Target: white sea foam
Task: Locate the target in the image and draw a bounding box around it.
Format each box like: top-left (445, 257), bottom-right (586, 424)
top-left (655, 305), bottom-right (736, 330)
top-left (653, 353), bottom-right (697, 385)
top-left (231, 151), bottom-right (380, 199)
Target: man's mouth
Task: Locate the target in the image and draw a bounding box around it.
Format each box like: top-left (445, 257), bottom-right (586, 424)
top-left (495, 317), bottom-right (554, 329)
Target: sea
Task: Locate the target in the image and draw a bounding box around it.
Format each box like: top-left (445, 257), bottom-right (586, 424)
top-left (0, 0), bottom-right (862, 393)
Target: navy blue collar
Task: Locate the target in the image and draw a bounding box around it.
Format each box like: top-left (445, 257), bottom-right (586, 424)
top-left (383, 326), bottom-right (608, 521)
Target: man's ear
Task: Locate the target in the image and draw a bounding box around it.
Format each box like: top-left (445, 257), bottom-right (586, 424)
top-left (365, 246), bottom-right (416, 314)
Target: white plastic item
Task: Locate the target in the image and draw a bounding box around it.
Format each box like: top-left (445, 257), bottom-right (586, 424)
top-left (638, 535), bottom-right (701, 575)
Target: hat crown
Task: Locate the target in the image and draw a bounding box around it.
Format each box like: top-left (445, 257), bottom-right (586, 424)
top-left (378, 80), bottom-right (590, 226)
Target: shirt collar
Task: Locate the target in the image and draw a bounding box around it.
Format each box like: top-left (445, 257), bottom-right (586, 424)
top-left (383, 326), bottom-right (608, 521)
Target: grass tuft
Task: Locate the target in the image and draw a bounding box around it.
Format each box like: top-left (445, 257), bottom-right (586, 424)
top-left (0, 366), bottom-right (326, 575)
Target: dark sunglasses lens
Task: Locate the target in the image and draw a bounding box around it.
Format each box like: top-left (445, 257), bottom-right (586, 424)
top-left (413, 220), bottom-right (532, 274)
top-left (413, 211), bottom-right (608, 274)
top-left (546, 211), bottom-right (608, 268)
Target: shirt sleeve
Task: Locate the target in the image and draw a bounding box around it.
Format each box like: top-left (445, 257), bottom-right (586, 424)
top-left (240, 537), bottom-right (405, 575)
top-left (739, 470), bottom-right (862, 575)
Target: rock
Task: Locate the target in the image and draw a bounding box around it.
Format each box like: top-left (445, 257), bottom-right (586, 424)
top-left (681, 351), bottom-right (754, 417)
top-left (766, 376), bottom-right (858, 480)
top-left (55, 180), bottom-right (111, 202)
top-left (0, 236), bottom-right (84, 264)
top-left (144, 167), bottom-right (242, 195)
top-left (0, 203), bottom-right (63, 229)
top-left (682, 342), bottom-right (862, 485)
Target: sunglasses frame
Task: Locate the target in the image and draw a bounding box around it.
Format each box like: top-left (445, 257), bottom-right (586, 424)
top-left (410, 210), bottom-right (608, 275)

★ ★ ★ ★ ★

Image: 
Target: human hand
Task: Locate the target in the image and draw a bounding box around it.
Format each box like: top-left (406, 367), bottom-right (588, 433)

★ ★ ★ ★ ★

**What to produce:**
Lay out everything from the line containing "Target: man's ear" down to the line containing "top-left (410, 210), bottom-right (608, 275)", both included, as a Markdown table with columns Row and Line. Give a row number in Row and the line in Line, and leave out blank lines.

**Task output:**
| Row | Line |
|---|---|
| 1 | Target: man's ear |
| 2 | Task: Locate the target in the image and draw a bounding box around it. |
| 3 | Format each box like: top-left (445, 257), bottom-right (586, 424) |
| 4 | top-left (365, 246), bottom-right (416, 314) |
| 5 | Target: white plastic item |
| 6 | Task: Locate the target in the image and draw a bounding box around it. |
| 7 | Format each box like: top-left (445, 257), bottom-right (586, 424) |
| 8 | top-left (638, 535), bottom-right (701, 575) |
| 9 | Target: hat crown |
| 10 | Task: Locate the target in the image and draw a bounding box around it. |
| 11 | Format each box like: top-left (445, 257), bottom-right (586, 424) |
| 12 | top-left (378, 80), bottom-right (590, 226) |
| 13 | Target: shirt collar |
| 14 | Task: Locate the target in the image and draw a bounding box around it. |
| 15 | Format each box like: top-left (445, 257), bottom-right (586, 424) |
| 16 | top-left (383, 326), bottom-right (608, 521) |
| 17 | Target: grass tuft |
| 18 | Task: Locate the target in the image and draw a bounding box around it. |
| 19 | Format each box like: top-left (445, 257), bottom-right (586, 424) |
| 20 | top-left (0, 366), bottom-right (326, 575) |
| 21 | Target: dark sunglasses lens |
| 22 | Task: Locate the target in the image and draw a bounding box around it. |
| 23 | Format each box like: top-left (445, 257), bottom-right (586, 424) |
| 24 | top-left (413, 220), bottom-right (532, 274) |
| 25 | top-left (413, 211), bottom-right (608, 274) |
| 26 | top-left (546, 211), bottom-right (608, 268) |
| 27 | Target: shirt sleeve |
| 28 | Task: Locate the target in the image and draw a bounding box around it. |
| 29 | Format each box like: top-left (445, 257), bottom-right (586, 424) |
| 30 | top-left (240, 537), bottom-right (405, 575) |
| 31 | top-left (739, 470), bottom-right (862, 575) |
| 32 | Target: rock |
| 33 | Task: Locate the target in the image and draw a bounding box around it. |
| 34 | Format each box like: top-left (445, 257), bottom-right (586, 424) |
| 35 | top-left (681, 351), bottom-right (754, 417) |
| 36 | top-left (766, 376), bottom-right (858, 480) |
| 37 | top-left (55, 180), bottom-right (111, 202) |
| 38 | top-left (0, 236), bottom-right (84, 264) |
| 39 | top-left (144, 167), bottom-right (242, 195) |
| 40 | top-left (0, 203), bottom-right (63, 229) |
| 41 | top-left (682, 342), bottom-right (862, 485) |
| 42 | Target: sunglasses frame |
| 43 | Task: Locate the target in the image and draw a bounding box around it. |
| 44 | Format each box like: top-left (445, 257), bottom-right (586, 424) |
| 45 | top-left (410, 210), bottom-right (608, 275) |